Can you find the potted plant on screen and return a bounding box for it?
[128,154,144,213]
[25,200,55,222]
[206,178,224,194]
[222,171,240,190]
+--
Copy the rows above verbatim, keeping each one as it appears.

Can you find the potted plant on screen and return a bounding box for it?
[128,154,144,213]
[25,200,55,222]
[206,178,224,194]
[222,171,240,190]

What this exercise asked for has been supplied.